O Catecismo da Igreja Católica nos ensina que “a adoração é o primeiro ato da virtude da religião. Adorar a Deus é reconhecê-Lo como tal, Criador e Salvador, Senhor e Dono de tudo quanto existe, Amor infinito e misericordioso” (CIC 2096). “Adorar a Deus é reconhecer, com respeito e submissão absoluta, o nosso nada, que só por Deus existimos. Adorar a Deus é louvá-Lo, exaltá-Lo e humilhar-nos na sua presença, confessando com gratidão que Ele fez grandes coisas em nós e que o seu Nome é santo, como fez a Virgem Maria no Magnificat (cf. Lc 1, 46-49). Além disso, a adoração do Deus único liberta-nos do fechamento em nós mesmos, da escravidão do pecado e da idolatria do mundo” (CIC 2097).

#### Problema 1
De acordo com o trecho sobre a adoração, qual é o primeiro ato da virtude da religião?
#### Problema 2
Prossiga com o trecho sobre a adoração a partir da última frase apresentada.
Os registros formam um material à parte, sem ligação com o trecho sobre a adoração.

#### Informações fornecidas
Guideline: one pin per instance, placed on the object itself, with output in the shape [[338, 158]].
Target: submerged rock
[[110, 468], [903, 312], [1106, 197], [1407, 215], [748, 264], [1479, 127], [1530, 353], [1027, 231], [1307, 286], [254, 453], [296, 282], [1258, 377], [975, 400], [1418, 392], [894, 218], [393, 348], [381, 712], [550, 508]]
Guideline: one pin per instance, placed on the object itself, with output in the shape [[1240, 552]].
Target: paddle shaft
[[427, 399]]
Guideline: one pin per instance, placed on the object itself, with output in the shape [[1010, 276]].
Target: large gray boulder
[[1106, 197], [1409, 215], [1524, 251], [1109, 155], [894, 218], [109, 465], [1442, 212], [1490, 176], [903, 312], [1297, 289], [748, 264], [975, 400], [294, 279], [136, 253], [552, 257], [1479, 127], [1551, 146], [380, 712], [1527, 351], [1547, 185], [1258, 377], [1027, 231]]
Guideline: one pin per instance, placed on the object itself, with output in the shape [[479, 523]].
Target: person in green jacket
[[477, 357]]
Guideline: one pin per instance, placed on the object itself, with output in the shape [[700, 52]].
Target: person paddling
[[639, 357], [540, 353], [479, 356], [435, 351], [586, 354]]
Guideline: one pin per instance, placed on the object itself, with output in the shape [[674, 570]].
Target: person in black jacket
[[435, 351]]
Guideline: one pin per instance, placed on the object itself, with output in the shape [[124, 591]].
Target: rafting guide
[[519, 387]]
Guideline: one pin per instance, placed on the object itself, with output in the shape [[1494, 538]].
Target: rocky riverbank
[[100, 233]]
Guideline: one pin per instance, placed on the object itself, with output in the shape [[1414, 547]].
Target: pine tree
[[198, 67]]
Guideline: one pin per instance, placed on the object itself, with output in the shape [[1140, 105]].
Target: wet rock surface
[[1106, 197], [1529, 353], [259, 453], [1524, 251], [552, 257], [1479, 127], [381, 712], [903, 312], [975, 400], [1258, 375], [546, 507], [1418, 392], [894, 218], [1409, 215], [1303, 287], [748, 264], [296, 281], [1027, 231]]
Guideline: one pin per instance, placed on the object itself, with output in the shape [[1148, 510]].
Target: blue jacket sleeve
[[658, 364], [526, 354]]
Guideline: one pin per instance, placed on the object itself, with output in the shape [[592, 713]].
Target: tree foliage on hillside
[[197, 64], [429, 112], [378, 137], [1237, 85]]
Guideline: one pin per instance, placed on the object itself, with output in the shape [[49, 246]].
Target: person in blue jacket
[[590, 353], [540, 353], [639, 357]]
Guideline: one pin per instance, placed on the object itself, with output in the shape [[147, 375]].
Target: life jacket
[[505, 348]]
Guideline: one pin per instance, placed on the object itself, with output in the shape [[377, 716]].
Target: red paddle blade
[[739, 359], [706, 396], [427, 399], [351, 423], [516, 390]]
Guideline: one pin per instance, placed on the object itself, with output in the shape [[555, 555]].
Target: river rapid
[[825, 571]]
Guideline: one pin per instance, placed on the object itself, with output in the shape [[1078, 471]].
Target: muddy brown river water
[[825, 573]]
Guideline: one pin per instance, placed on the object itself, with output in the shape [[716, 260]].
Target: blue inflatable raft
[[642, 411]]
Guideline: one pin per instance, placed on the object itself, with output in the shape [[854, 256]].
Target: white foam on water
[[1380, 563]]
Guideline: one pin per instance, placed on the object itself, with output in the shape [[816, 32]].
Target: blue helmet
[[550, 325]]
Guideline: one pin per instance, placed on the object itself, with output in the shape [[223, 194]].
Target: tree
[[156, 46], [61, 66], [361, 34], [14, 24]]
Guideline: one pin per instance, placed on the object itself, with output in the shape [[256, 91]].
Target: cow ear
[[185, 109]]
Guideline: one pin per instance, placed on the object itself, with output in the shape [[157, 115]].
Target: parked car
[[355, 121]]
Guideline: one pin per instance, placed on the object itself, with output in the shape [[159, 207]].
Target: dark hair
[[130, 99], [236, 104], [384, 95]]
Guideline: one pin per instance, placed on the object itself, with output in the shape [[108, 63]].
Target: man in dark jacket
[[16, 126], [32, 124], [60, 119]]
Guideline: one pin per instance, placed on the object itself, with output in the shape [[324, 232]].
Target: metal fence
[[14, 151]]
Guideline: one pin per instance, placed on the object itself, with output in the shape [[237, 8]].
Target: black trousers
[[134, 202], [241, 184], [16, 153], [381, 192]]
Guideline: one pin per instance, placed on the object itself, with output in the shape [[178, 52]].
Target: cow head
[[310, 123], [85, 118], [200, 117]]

#### Resultado do exercício 1
A adoração.

#### Resultado do exercício 2
Assim, vimos que toda a verdadeira devoção tem Deus como seu fim último. Sendo assim, a devoção de veneração, prestada aos anjos e aos santos, somente tem valor se nos faz crescer na fé, na esperança e na caridade, se nos leva a amar Deus de todo nosso coração, com toda nossa alma, com todo nosso espírito (cf. Mt 22, 37; Dt 6, 5) e ao próximo como a nós mesmos (cf. Mt 22, 39; Lv 19, 18). Na veneração dos anjos e dos santos, glorificamos Deus, que é o fim último não somente da nossa devoção, mas também de toda a nossa existência. Dessa forma, compreendemos que a devoção de adoração diferencia-se da de veneração somente na forma que prestamos nosso culto a Deus: na adoração, prestamos culto a Deus em si mesmo; e na veneração, a Ele também, mas em suas criaturas. Assim, entendemos que não há nenhuma contradição entre o mandamento divino: “Ao Senhor teu Deus adorarás, só a Ele prestarás culto” (Lc 4,8; cf. Dt 6,13), e a devoção católica de veneração aos anjos e aos santos.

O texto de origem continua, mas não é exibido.